The exercise — Duplicate the entries line for line, from the line containing "task | point to each instance of the boy's face, one" through the line containing "[(296, 114)]", including both of those lines.

Information given —

***

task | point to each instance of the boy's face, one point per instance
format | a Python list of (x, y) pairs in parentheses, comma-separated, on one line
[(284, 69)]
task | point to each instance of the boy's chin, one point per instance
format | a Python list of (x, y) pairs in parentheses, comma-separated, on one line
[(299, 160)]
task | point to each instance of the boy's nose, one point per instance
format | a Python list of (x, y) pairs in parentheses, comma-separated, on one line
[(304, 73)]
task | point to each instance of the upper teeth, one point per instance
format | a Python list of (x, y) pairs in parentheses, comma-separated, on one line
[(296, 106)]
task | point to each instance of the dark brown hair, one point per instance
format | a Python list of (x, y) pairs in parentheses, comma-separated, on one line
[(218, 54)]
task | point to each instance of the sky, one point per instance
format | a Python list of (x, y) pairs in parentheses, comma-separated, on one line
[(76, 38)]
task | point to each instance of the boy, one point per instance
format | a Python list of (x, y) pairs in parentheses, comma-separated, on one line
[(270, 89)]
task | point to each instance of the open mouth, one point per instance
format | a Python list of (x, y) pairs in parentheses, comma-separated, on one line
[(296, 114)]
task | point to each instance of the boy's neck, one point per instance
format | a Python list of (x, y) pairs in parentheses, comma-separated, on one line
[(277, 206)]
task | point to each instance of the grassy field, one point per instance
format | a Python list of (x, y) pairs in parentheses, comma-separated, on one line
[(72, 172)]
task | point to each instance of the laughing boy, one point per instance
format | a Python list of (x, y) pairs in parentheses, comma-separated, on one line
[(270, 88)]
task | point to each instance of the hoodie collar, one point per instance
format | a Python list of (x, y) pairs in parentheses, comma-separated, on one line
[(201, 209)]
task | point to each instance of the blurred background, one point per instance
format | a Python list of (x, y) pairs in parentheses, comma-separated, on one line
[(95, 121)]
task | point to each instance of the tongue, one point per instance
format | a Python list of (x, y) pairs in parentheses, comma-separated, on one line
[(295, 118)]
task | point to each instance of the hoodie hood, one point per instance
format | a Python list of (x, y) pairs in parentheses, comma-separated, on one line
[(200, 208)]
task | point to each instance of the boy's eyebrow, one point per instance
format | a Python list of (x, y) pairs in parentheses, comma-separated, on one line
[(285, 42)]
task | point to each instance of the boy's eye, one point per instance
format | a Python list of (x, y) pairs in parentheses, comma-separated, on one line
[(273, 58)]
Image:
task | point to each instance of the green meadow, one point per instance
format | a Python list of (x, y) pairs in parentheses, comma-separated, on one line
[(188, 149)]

***

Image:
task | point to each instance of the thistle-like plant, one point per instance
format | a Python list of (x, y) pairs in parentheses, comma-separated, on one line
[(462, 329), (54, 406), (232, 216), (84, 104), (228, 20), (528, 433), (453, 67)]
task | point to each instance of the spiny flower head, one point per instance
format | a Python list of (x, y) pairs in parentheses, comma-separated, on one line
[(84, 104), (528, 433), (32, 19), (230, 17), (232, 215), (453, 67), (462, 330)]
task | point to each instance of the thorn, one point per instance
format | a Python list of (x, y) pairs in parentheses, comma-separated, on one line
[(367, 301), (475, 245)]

***

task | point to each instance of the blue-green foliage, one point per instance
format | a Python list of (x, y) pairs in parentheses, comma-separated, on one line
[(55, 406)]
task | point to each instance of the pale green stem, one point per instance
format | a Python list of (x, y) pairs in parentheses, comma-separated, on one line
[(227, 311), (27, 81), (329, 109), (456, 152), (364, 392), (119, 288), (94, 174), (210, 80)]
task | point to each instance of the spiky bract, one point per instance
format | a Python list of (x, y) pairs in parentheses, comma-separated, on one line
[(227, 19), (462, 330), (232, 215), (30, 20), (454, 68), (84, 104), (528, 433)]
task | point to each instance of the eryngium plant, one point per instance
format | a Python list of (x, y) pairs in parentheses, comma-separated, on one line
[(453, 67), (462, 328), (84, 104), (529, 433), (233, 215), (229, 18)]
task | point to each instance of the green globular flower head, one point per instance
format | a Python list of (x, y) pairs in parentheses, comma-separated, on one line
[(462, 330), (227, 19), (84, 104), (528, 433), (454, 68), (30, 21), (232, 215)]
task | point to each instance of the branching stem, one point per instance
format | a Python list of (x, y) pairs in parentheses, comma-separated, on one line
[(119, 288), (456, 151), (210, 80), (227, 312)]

***

Answer for this exercise —
task | point to each instance of the boy's face, one point per instance
format | a Python list of (x, y) pairs in parentheses, comma-separated, on one line
[(284, 69)]
task | point to each instance of the boy's chin, one point per instance
format | a Python list of (x, y) pairs in parentheses, comma-separated, on one line
[(299, 160)]
task | point to each instance of the boy's nose, one point per instance
format | a Python list of (x, y) pairs in parentheses, comma-separated, on one line
[(304, 73)]
task | point to each instance of the upper teeth, one point per instance
format | a Python list of (x, y) pairs in parentheses, comma-separated, on one line
[(296, 106)]
task | point to each instance of the dark brown hair, one point per instance
format | a Python list of (x, y) pairs in parentheses, comma-separated, on one line
[(218, 54)]
task | point to each instance of the sky, one point per instance
format | a Python list of (x, y) pairs in parentheses, comma-separated, on one line
[(76, 38)]
task | point to each instance of the boy, one point per instance
format | a Python list of (x, y) pairs in parentheses, comma-separated, on one line
[(270, 89)]
task | point to each instance of the open mouth, one point per instance
format | a Python list of (x, y) pairs in parentheses, comma-separated, on one line
[(296, 114)]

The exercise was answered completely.